Source |
══════

Kevin Crossley-Holland writes. No really writes. I'm not a one for whether something is “literature” or not. For me does it “read” do I enjoy it, perhaps it fires or engages something in me, imagination, intellect, heart or soul and I find a place for it in my memory and enters a special category. I have yet to read something of his that hasn't hammered on the door to my memory palace.
His prose he gears for the form of his stories. Here telling tales from antiquity, British folk tales, in origin which would have been oral and handed down in oral forms, he tries to invoke the spirit of that oral telling. Does it work. Depends on the ear of the reader and a reverence for the attempt. Like the writings of Alan Garner one “takes” to them or not I suspect.

“One story has haunted me all my life: that of the two green children discovered at Woolpit in Suffolk at the end of the 12th century. I've revisited it several times and, in the version published by OUP, told the story from the viewpoint of the green girl. The way in which one retells a tale is of course crucial, and I have subsequently retold several tales as monologues. These are gathered in Outsiders (Orion), and in this book ‘Sea Tongue' is a kind of sound-story, a fractured narrative spoken by all the different elements in the tale.”

These tales have the theme of the Outsider and are taken I think from an earlier collection of his simply entitled British Folktales.

══════

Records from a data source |

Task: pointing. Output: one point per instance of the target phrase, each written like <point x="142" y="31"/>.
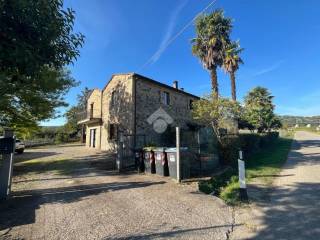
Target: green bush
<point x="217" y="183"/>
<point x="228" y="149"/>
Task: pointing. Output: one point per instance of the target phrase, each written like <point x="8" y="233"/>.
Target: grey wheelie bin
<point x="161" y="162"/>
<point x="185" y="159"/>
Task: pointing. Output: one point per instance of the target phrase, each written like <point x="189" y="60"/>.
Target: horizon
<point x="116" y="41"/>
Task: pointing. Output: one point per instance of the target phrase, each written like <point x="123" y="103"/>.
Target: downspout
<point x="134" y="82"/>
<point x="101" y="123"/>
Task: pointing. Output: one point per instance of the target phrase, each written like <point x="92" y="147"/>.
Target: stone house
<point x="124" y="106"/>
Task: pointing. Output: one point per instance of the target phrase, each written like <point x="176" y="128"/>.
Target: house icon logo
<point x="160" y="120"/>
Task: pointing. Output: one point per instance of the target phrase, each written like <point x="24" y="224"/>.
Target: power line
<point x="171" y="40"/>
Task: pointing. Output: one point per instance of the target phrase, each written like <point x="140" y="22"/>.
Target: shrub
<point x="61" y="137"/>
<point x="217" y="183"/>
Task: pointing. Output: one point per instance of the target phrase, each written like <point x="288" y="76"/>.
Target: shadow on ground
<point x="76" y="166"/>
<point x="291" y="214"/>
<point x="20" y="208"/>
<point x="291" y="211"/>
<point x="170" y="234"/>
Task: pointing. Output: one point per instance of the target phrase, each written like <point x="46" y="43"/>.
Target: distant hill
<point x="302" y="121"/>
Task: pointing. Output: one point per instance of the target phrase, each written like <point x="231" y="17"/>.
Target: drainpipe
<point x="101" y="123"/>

══════

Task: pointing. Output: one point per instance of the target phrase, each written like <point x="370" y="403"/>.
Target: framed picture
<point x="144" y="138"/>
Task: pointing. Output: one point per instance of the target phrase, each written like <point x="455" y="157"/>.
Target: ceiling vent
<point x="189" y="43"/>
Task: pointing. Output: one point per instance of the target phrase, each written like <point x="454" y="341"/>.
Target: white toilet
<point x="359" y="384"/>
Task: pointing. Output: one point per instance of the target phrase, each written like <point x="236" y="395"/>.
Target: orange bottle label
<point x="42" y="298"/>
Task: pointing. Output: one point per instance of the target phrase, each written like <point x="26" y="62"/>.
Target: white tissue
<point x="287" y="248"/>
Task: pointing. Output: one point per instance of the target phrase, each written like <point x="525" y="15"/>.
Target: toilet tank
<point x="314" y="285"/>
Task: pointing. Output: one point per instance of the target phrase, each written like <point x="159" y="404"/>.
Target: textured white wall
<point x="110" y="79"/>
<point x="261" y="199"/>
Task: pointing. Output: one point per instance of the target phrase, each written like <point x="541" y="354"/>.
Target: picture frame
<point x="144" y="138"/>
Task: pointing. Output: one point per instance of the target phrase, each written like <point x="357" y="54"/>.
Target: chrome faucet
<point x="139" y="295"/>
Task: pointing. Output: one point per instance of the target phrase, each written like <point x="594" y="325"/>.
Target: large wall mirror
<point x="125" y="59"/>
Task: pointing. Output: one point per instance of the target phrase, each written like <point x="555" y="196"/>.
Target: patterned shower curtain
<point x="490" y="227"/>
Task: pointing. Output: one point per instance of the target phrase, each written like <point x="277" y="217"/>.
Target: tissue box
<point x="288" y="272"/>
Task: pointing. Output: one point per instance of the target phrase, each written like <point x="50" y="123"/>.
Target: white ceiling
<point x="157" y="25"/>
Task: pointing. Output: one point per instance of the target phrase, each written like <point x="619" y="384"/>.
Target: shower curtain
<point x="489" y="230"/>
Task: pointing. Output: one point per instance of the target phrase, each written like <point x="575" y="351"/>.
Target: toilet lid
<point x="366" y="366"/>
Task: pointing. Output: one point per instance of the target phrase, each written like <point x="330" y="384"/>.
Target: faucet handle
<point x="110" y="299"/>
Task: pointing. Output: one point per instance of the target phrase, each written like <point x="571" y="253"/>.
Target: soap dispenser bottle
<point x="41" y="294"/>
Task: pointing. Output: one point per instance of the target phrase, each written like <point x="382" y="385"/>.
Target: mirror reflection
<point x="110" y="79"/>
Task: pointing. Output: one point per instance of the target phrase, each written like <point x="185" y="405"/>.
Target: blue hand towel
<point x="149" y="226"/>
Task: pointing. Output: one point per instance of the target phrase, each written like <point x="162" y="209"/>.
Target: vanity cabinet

══════

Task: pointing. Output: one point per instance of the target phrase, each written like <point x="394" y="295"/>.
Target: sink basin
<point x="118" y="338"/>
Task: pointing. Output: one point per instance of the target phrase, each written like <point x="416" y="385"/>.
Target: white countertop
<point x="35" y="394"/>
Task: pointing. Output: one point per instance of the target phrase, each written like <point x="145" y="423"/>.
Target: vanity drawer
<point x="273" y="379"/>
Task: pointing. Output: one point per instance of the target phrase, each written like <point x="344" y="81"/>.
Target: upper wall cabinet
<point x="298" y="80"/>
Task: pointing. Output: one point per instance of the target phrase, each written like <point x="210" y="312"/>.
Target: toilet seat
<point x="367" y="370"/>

══════

Reproduce the review of Kevin Crossley-Holland's retold folk tales above word for word, in full.

Worked solution |
Kevin Crossley-Holland writes. No really writes. I'm not a one for whether something is “literature” or not. For me does it “read” do I enjoy it, perhaps it fires or engages something in me, imagination, intellect, heart or soul and I find a place for it in my memory and enters a special category. I have yet to read something of his that hasn't hammered on the door to my memory palace.
His prose he gears for the form of his stories. Here telling tales from antiquity, British folk tales, in origin which would have been oral and handed down in oral forms, he tries to invoke the spirit of that oral telling. Does it work. Depends on the ear of the reader and a reverence for the attempt. Like the writings of Alan Garner one “takes” to them or not I suspect.

“One story has haunted me all my life: that of the two green children discovered at Woolpit in Suffolk at the end of the 12th century. I've revisited it several times and, in the version published by OUP, told the story from the viewpoint of the green girl. The way in which one retells a tale is of course crucial, and I have subsequently retold several tales as monologues. These are gathered in Outsiders (Orion), and in this book ‘Sea Tongue' is a kind of sound-story, a fractured narrative spoken by all the different elements in the tale.”

These tales have the theme of the Outsider and are taken I think from an earlier collection of his simply entitled British Folktales.